→ **SELECTED PASSAGE**:
-------------------------

I think the most powerful aspect of Untangled, though, is Damour's ability to talk about this potentially tense subject in a straightforward and honest way while also remaining patient with and kind to both young girls AND their parents. She's fair. And forgiving. She doesn't take sides, and her attitude stays flexible. "When it comes to parenting," she says, "there are many, many ways to get it right." Even when she is encouraging parents to have, discuss, and enforce boundaries with their daughters, she also asks them to be understanding and open. In other words, her approach is collaborative--and it made sense to me.
Ultimately, Untangled ended up being an informative read. I learned a lot--and I calmed down a lot, too, honestly. Damour is so very soothing and so completely confident that we are all capable of figuring out this madness and working through it. I couldn't help but feel consoled, uplifted, and strengthened by the book's message.
I laughed at the humorous asides that deftly lightened the mood when discussing the frustrating task of guiding a young woman when she is in an intractable state of mind. I recognize better how to engage and when to back off on a subject. The benefit from reading this book was evident immediately and profoundly . Now having just finished ( I had to stop myself from reading in one sitting ) I am ready to set it aside for a short time and then re-read in a more leisurely manner as there is much that I want to ponder and learn on a deeper level than my initial consumption of the material allowed.

-------------------------

→ **DATA SECTION**:
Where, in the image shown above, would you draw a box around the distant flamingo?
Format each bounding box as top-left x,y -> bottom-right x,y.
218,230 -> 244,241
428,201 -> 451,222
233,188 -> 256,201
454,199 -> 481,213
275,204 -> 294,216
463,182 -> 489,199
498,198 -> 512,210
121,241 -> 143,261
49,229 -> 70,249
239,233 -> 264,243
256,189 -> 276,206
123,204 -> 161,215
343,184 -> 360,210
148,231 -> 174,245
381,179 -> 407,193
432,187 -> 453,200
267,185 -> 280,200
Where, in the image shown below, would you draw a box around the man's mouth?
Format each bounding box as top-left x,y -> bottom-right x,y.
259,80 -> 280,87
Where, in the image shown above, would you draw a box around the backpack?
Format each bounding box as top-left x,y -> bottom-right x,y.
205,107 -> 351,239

-------------------------

→ **THINGS TO DO**:
a) Repeat the part of the Untangled review between "Ultimately, Untangled ended" and "the book's message.", inclusive, word for word.
b) Carry on writing the Untangled review from the point where it stops.
The rows can be left aside; nothing here depends on them.

→ **TASK-BY-TASK RESULTS**:
a)
Ultimately, Untangled ended up being an informative read. I learned a lot--and I calmed down a lot, too, honestly. Damour is so very soothing and so completely confident that we are all capable of figuring out this madness and working through it. I couldn't help but feel consoled, uplifted, and strengthened by the book's message.

b)
I frequently see trite comments like 'must read' and ' should be required reading for every parent ' on the sleeves of dust covers and the comment sections online of books that have done little practical good for me personally and have in fact raised my anxiety level precipitously by heaping disturbing statistics on top of mortifying anecdotes without much in the way or any kind of resolution, advice or support. Basically - here is a worst case scenario told in near pornographic language , designed intentionally to horrify unsuspecting parents, backed up by sometimes outdated, misinterpreted statistics that are either too broad or too narrow in scope in apply to your specific environment - and the kicker is it's essentially unavoidable so ' good luck and happy parenting'. ( Girls & Sex : Navigating the Complicated New Landscape - I'm looking at you!)
Untangled was a calm , humorous , and informed read with relatable anecdotes and a real compassion for the parent and the teen, that still covered the tricky subjects of teen sex and drug and alcohol abuse ,but in a way that is praiseworthy rather than cringeworthy . In an effort to be transparent , I admit that some of the suggested responses seemed somewhat inadequate to the demand of the situation and I could reasonably see a few of them backfiring in my own circumstances. However, if you believe that I am sincere in my comments and you find yourself in a position of wanting to improve your parenting because of the love and compassion you have for your teen and want practical, applicable, and insightful suggestions on how to do it, then I can give this book my highest recommendation.
I found Dr. Damour's book to be very helpful in understanding the seemingly insane behavior of my stepdaughter. I estimate that about 50% of the examples and explanations presented in her book correlated with my observations.
Better yet, about 30% didn't correlate. This caused be to conclude that, on the whole, I have a pretty good kid and, with a little effort, have a good chance of keeping her that way.